[EXERCISE PASSAGE]

English poet and writer (1674–1737)

Elizabeth Singer Rowe ( Singer, 1674–1737) was an English poet, essayist and fiction writer called "the ornament of her sex and age" and the "Heavenly Singer". She was among 18th-century England's most widely read writers. She wrote mainly religious poetry, but her best-known work, Friendship in Death (1728), is a Jansenist miscellany of imaginary letters from the dead to the living. Despite a posthumous reputation as a pious, bereaved recluse, Rowe corresponded widely and was involved in local concerns at Frome in her native Somerset. She remained popular into the 19th century on both sides of the Atlantic and in translation. Though little read today, scholars have called her stylistically and thematically radical for her time.

==Biography==
Born on 11 September 1674 at Ilchester, Somerset, she was the eldest daughter of Elizabeth Portnell and Walter Singer, a dissenting minister. Her parents met while Portnell was doing charity work in the prison at Ilchester where Singer was being held with other Dissenters. He left the ministry after marrying Portnell and became a clothier. In her youth, Elizabeth was "doted on by her father" and well educated. She was also taught Nonconformist or Dissenting doctrine: women were allowed to speak in public, and to participate in choosing ministers and admitting new church members; she participated vigorously in local church affairs. Her father also inculcated her interests in literature, music and painting, and she is thought to have attended a boarding school.

[/EXERCISE PASSAGE]

INSTRUCTIONS FOR THE TASK —
In the passage on Elizabeth Singer Rowe, what trade did her father take up after he left the ministry?

[RECORDED DATA]

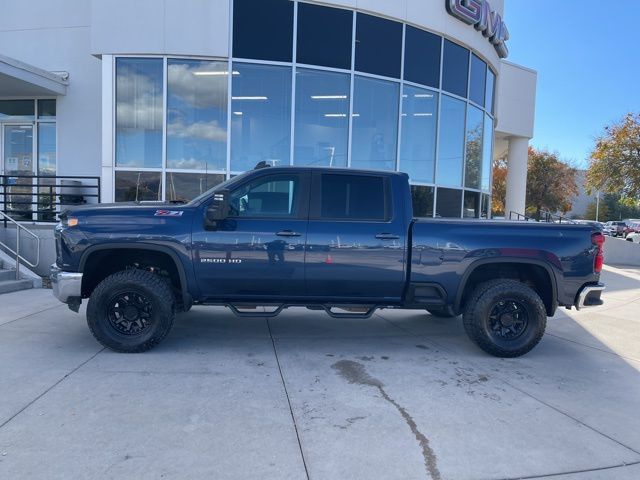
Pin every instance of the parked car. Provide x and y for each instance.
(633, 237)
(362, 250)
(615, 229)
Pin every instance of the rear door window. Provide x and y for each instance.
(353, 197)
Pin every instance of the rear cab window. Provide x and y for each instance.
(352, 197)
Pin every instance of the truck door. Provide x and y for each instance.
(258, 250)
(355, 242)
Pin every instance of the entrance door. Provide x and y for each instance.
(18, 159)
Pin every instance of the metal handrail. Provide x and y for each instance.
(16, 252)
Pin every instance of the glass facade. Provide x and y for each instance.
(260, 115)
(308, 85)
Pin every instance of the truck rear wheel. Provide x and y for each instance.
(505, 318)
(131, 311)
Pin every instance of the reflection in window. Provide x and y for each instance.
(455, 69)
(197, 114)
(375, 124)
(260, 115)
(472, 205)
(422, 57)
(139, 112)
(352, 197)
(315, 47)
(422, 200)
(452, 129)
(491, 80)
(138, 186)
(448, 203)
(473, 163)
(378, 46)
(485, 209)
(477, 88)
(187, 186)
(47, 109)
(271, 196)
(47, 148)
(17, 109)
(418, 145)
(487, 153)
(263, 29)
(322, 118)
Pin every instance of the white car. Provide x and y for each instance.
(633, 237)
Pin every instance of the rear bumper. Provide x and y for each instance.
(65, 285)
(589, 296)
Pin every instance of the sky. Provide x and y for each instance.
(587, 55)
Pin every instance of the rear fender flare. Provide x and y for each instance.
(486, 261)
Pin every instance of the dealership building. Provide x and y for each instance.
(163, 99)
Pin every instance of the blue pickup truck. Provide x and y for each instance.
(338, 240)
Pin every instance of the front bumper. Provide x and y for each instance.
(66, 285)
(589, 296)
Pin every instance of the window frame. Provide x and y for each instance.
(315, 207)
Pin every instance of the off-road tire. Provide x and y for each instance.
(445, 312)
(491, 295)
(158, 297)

[/RECORDED DATA]

EXPECTED ANSWER —
He became a clothier.